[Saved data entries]
# # # # # # #
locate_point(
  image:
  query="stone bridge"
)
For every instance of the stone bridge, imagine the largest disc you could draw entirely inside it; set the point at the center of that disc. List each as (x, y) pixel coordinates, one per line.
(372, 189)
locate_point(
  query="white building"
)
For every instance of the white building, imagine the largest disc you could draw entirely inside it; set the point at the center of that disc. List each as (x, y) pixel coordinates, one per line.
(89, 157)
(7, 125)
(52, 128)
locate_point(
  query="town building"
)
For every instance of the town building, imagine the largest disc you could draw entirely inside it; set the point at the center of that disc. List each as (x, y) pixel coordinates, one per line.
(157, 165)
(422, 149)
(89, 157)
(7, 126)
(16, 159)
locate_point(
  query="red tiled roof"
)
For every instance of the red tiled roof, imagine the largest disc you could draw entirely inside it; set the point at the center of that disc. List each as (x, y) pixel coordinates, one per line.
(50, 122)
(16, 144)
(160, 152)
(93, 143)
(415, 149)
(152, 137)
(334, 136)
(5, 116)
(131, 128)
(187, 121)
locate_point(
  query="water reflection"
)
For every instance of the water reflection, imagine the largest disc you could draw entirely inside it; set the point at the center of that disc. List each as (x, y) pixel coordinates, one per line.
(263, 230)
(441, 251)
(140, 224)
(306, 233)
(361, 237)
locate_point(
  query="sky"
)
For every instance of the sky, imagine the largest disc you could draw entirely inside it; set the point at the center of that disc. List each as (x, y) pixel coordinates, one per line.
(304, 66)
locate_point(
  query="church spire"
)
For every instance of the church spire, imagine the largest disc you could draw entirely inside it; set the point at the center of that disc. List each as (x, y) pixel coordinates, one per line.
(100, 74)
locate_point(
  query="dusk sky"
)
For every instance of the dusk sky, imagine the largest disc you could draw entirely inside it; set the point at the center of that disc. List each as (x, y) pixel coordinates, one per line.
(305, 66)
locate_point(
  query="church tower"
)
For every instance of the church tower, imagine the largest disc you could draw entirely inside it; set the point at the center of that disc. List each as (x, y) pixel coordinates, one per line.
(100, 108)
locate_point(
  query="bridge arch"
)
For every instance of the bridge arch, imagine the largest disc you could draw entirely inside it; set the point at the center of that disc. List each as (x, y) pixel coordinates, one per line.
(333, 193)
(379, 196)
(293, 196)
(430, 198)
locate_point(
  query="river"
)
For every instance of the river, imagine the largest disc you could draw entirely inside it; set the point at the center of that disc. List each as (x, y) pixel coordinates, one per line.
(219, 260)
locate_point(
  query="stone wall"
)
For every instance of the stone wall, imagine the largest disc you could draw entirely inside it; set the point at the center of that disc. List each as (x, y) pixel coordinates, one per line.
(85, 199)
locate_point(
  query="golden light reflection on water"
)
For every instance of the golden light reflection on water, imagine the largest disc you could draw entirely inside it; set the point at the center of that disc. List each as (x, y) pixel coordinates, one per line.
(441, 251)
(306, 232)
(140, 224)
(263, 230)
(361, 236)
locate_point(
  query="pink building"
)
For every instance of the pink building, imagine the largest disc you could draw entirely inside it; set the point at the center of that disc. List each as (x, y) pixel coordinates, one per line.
# # # # # # #
Description of the task —
What is needed is a word-for-word restatement of all the data.

Task solution —
locate_point(
  image:
  query="stone bridge"
)
For every instance of the stone bridge, imagine the largest disc you could draw entirely inside it; set the point at the center of that disc. List each as (x, y) pixel coordinates, one per line.
(372, 189)
locate_point(
  query="white building"
)
For every instance of the white building, imagine the largest disc you could draw entirely inside it; set the point at the center of that disc. List each as (x, y) pixel coordinates, one per line.
(89, 157)
(7, 125)
(52, 128)
locate_point(
  query="town building"
)
For every instance of the town building, imagine the largest disc you could draw entirely inside it; set the point at the center of that disc. List each as (x, y) pixel coordinates, one per line.
(157, 165)
(422, 149)
(89, 157)
(7, 126)
(16, 159)
locate_point(
  query="red tiled roof"
)
For every instance of the red tiled roof, imagine the largest disc you could draw entirely inside it; set the point at the center of that disc. List each as (x, y) pixel coordinates, one per line.
(50, 122)
(16, 144)
(160, 152)
(93, 143)
(415, 149)
(152, 137)
(334, 136)
(5, 116)
(131, 128)
(187, 121)
locate_point(
  query="water reflection"
)
For every instance of the water reflection, imagine the largest disc you could draw entirely inside it; set the point at the center of that disc. List each as (x, y) pixel coordinates, one per line.
(263, 230)
(441, 251)
(140, 224)
(306, 233)
(361, 237)
locate_point(
  query="sky"
)
For every instance of the sky, imagine the largest disc you could draw entirely inside it; set the point at the center of that disc. List each as (x, y) pixel coordinates, one per line.
(304, 66)
locate_point(
  query="church spire"
)
For every instance of the church spire, imagine the largest disc you could draw entirely inside it; set the point at the center of that disc. List each as (x, y) pixel coordinates, one per line.
(100, 74)
locate_point(
  query="dusk sky"
)
For every instance of the dusk sky, imagine the largest disc you could draw entirely inside it; set the point at the center of that disc. List each as (x, y) pixel coordinates, one per line.
(305, 66)
locate_point(
  query="church tower"
)
For every instance of the church tower, imagine the largest disc you could draw entirely inside it; set the point at the center of that disc. List each as (x, y) pixel coordinates, one per line.
(100, 108)
locate_point(
  query="bridge arch"
)
For every instance of the bridge arch, imagine the largest disc you could draw entirely inside it; set the point at the center of that disc. List each as (x, y) pixel coordinates, one per line.
(333, 193)
(379, 196)
(293, 196)
(430, 198)
locate_point(
  query="river"
)
For every instance of the river, imagine the largest disc you could draw entirely inside it; set the point at the center of that disc. List each as (x, y) pixel coordinates, one per line.
(219, 260)
locate_point(
  query="stone wall"
)
For every instance of the stone wall, imagine the largest disc you could draw entirely inside it; set the point at the center of that disc. List each as (x, y) pixel coordinates, one per line.
(85, 199)
locate_point(
  query="golden light reflection on water"
)
For every instance of the golden light reflection on water, imagine the largest disc you could draw entirely inside it; set the point at the center of that disc. List each as (x, y) pixel coordinates, one per line.
(441, 251)
(306, 232)
(140, 224)
(263, 230)
(361, 236)
locate_point(
  query="pink building"
)
For every instance of the pink building, imagine the largest disc you could draw entirely inside it; set the point at the center of that disc. List each as (x, y) pixel coordinates, one per line.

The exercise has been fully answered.